Extrait:
Cela dit, l'État fédéral a été condamné par un jugement du tribunal de première instance de Bruxelles de janvier 2010 à mettre en place la commission paritaire prévue par la loi de 1999. L'État a fait appel de ce jugement, mais celui-ci étant assorti de l'exécution provisoire et d'une astreinte, nous nous sommes attelés à faire le nécessaire, malgré cette période d'affaires courantes.

L'objectif de la loi de 1999 est d'encadrer les pratiques dites non conventionnelles, en veillant notamment à définir les modalités d'exercice de celles-ci et en procédant à l'enregistrement individuel des praticiens.

Si la loi confie d'importantes délégations au Roi en la matière, elle prévoit également la mise en place des organes d'avis que sont les chambres et la commission paritaire, afin d'aider le pouvoir exécutif à encadrer adéquatement ces professions.

Entrées répertoriées:

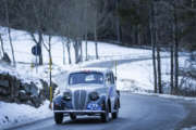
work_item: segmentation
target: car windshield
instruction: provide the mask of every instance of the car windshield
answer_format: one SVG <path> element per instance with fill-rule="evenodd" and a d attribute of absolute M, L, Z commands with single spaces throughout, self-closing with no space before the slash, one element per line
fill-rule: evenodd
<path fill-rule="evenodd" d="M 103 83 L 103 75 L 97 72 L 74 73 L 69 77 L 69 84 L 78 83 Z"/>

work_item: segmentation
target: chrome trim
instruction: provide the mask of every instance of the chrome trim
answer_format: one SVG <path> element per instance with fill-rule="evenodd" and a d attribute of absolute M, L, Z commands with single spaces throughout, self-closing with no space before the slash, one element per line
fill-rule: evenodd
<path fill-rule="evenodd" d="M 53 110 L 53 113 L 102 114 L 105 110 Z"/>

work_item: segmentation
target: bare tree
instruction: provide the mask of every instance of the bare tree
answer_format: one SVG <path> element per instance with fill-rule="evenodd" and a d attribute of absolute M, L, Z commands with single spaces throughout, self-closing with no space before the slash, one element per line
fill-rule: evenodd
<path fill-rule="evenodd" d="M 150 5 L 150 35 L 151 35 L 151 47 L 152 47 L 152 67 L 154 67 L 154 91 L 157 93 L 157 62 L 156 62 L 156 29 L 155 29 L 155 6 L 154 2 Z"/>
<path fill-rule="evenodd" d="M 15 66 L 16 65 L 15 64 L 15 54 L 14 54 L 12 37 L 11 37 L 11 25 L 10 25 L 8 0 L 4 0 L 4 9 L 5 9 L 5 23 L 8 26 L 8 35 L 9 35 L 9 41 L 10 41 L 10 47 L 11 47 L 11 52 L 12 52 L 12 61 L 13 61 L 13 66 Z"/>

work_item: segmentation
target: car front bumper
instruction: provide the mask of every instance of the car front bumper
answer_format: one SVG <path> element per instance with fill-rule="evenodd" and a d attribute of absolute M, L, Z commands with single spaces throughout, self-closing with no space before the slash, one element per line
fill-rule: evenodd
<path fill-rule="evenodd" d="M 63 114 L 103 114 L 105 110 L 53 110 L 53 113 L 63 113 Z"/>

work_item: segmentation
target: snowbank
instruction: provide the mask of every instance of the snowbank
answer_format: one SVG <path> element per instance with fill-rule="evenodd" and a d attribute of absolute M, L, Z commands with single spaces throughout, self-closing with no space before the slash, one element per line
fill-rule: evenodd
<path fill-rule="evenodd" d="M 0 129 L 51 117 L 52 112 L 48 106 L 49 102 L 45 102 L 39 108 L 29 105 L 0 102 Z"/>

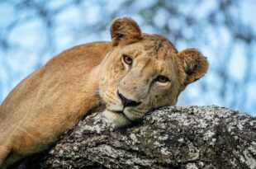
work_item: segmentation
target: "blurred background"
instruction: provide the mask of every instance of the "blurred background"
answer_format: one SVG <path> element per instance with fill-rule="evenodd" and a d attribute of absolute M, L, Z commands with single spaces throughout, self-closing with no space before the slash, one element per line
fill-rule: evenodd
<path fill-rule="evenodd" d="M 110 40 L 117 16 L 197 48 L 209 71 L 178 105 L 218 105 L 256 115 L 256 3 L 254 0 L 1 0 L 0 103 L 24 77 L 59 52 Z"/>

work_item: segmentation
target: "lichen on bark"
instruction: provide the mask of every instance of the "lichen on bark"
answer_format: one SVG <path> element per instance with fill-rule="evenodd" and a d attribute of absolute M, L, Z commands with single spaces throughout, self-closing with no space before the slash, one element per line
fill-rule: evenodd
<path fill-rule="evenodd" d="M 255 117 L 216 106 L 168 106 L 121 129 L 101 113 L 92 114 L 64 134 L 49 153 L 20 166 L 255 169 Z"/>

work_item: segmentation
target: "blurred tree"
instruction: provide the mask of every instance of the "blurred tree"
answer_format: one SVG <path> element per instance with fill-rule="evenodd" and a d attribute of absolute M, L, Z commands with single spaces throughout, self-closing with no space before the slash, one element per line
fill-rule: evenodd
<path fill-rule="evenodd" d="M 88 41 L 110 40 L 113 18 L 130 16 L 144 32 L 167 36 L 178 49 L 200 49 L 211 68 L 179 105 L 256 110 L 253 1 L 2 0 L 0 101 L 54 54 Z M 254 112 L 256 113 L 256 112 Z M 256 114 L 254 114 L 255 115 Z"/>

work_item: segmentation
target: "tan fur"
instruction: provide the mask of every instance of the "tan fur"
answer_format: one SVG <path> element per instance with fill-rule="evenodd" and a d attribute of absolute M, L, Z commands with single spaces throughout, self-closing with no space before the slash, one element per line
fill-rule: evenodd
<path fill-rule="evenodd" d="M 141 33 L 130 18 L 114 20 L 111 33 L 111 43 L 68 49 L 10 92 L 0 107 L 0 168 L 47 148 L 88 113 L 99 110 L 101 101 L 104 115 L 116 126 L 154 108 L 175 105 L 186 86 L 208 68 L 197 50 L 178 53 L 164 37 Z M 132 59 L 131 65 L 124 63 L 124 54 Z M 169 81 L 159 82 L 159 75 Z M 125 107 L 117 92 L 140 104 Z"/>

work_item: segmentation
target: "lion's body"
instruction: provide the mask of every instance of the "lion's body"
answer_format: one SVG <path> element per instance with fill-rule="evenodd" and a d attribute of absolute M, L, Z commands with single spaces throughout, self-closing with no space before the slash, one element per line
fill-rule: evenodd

Activité A: D'après l'extrait sur la loi de 1999, quelle juridiction a condamné l'État fédéral en janvier 2010 ?
Activité B: Poursuivez l'extrait sur la loi de 1999 en reprenant juste après sa dernière phrase.

Réponse A: Le tribunal de première instance de Bruxelles.

Réponse B:
Enfin, la plupart de ces arrêtés ne pourront sortir leurs effets qu'une fois confirmés par le Parlement dans les six mois de leur publication au Moniteur belge.

L'exécution de la loi a déjà nécessité l'adoption d'une loi de confirmation d'un arrêté royal d'avril 2010 portant reconnaissance des organisations professionnelles de praticiens non conventionnels. Ces dernières et les universités ont finalement pu me communiquer des listes de candidats qui siégeront dans les différents organes d'avis prévus par la loi. Même si certaines listes sont encore insuffisantes, selon le schéma actuel, les chambres devraient être composées pour le mois de juillet, et la commission en octobre ou en novembre.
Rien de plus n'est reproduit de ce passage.